▶ [GIVEN INSTRUCTION A]
Copy the rows below word for word. Begin at the line that contains "Target = lawn" and stop after the final row.
━━━━━━
Hutt, who’s now living in the Peggy’s Cove area of Halifax, said it “isn’t right” that some landlords forbid tenants with pets into their units, therefore creating another barrier for individuals already struggling to access affordable housing.
Although he’s grateful to have found a place to live thanks to the generosity of some, not all pet owners are experiencing the same fortune.
Hugh Chisholm, president of the Tuxedo Party of Canada Cat Welfare Society, a non-profit organization that advocates for animal rights, said landlords are prohibiting animals from their units as “a way around the rental cap” — suggesting they can kick the pet owner out if they refuse to get rid of their pet, and then raise the price for the next tenant.
“We’ve been seeing a lot of surrenders of pets at our facilities … because ‘no pet clauses’ seem to be on the increase in the area and people are faced with the horrible decision to give up their pet or give up their home. And in a housing crisis, if you give up your home, you may end up living on the street,” he said.
“If they can force people to move out then they can raise the rent for the next person to move in.”
Chisholm said he foresees conditions worsening if a bill isn’t introduced to remove barriers for pet owners looking for a place to live.
“We have landlords telling people ‘You have to get rid of a family member or get out’,” he said, adding that one of his organizations that house animals is already at maximum capacity due to a skyrocketing number of pet surrenders.
“There’s an example of a lady, a senior citizen who had a cat for 10 years, and suddenly one day she got a note from her landlord saying that you’re not allowed to have your pet anymore. So, she had to surrender this companion that she had,” he said.
“You can’t go looking for another place to live if you’ve lived there for decades… I think it’s just landlords taking advantage of a loophole.”
On Friday, Nova Scotia NDP leader Claudia Chender said pets are one of several factors leading to tenant evictions.
“A building gets purchased where purchasers would like to raise the rent, they can’t, and so if that building has a number of pets, that’s a way to do it, to say ‘In a prescribed amount of time, this will no longer be a pet-friendly building’,” she said.
━━━━━━
▶ [GIVEN INSTRUCTION B]
Using the passage on pet owners and rental housing, decide whether each statement agrees with it: (i) Hugh Chisholm is president of a cat welfare society. (ii) Claudia Chender made her remarks on Monday. (iii) The senior citizen Chisholm described had owned her cat for 10 years. Answer yes or no for each and quote the words that decide it.

▶ [DATA EXTRACT]
━━━━━━
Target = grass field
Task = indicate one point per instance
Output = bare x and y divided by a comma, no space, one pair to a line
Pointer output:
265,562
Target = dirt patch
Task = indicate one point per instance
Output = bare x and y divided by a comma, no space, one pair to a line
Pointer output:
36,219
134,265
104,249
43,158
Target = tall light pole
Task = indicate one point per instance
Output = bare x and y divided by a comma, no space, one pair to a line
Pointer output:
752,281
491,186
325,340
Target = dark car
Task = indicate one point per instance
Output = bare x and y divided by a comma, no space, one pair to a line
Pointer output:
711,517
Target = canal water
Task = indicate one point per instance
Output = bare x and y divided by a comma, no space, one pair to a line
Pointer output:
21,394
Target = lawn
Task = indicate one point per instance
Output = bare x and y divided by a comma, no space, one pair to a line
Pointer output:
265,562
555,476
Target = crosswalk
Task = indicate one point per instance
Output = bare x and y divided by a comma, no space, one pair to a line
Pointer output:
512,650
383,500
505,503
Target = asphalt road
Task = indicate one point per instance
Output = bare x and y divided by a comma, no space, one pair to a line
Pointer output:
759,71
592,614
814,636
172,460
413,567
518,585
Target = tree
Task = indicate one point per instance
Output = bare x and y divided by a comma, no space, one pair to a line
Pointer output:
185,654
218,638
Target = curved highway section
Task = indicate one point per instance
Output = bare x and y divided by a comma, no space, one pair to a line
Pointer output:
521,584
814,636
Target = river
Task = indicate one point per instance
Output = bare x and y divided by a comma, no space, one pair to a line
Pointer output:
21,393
━━━━━━
▶ [FULL ANSWER A]
Target = lawn
Task = indicate one point per instance
Output = bare x and y divided by a comma, no space, one pair to a line
Pointer output:
265,562
555,476
Target = crosswalk
Task = indicate one point per instance
Output = bare x and y divided by a comma, no space, one pair to a line
Pointer output:
512,650
383,500
505,503
Target = asphalt road
Task = indicate one point per instance
Output = bare x and y divided by a comma, no space, one pair to a line
Pointer output:
759,71
592,614
814,636
172,460
413,567
518,585
Target = tree
Task = indicate one point per instance
Output = bare x and y divided by a comma, no space, one pair to a line
Pointer output:
185,654
218,638
Target = curved highway section
Task = indicate one point per instance
Output = bare x and y divided by a comma, no space, one pair to a line
Pointer output:
521,584
814,636
Target = river
Task = indicate one point per instance
Output = bare x and y divided by a comma, no space, one pair to a line
Pointer output:
21,393

▶ [FULL ANSWER B]
(i) Yes: "Hugh Chisholm, president of the Tuxedo Party of Canada Cat Welfare Society"
(ii) No: "On Friday, Nova Scotia NDP leader Claudia Chender said"
(iii) Yes: "a senior citizen who had a cat for 10 years"